* INPUT FOR THIS TASK
------------------------

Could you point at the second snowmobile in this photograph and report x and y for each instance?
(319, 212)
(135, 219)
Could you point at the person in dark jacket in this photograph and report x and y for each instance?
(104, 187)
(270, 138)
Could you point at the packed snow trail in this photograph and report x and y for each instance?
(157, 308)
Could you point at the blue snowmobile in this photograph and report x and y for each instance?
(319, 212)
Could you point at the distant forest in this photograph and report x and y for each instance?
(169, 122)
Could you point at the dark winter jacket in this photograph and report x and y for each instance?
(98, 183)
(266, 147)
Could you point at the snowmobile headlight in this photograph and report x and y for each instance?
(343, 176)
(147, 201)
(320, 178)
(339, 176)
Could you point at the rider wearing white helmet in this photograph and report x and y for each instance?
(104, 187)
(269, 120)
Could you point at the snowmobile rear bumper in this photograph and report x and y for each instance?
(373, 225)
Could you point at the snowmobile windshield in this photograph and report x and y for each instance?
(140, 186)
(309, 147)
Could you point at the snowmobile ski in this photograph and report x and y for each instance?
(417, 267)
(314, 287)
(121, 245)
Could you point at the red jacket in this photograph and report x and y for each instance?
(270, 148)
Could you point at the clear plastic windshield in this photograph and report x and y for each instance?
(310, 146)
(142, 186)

------------------------

Arrange the rows above as a JSON list of strings, one string per line and no blank lines.

* COMPLETE OUTPUT
[
  "Could you point at the second snowmobile in this photograph and report x and y for each instance?",
  "(319, 212)",
  "(135, 219)",
  "Could you point at the person in dark jacket in this photograph and report x and y for each instance?",
  "(104, 187)",
  "(270, 138)",
  "Could you point at the packed snow trail in this photograph and report x and y for each instance?",
  "(157, 308)",
  "Could you point at the blue snowmobile in this photograph and report x and y for each instance?",
  "(319, 212)",
  "Could you point at the distant forest in this photograph and report x and y for each instance?",
  "(169, 122)",
  "Could you point at the dark winter jacket in this photograph and report x and y for each instance?",
  "(98, 183)",
  "(266, 147)",
  "Could you point at the snowmobile headlight in this photograph and report x and y for each instance?",
  "(343, 176)",
  "(147, 201)",
  "(320, 178)",
  "(339, 176)",
  "Could you point at the rider wearing white helmet in this photograph and report x and y for each instance?",
  "(104, 187)",
  "(269, 120)",
  "Could you point at the snowmobile rear bumper in this photograph and report x and y for each instance?",
  "(373, 225)",
  "Could you point at the snowmobile windshield in this photograph and report x and y for each instance?",
  "(140, 186)",
  "(309, 147)",
  "Could you point at the snowmobile ski in this photograph and report x and y for each instance?",
  "(417, 267)",
  "(314, 287)",
  "(121, 245)",
  "Could you point at the red jacket in this photograph and report x and y for each instance?",
  "(270, 148)",
  "Could you point at the clear plastic windshield in this photograph and report x and y for each instance?",
  "(310, 146)",
  "(142, 186)"
]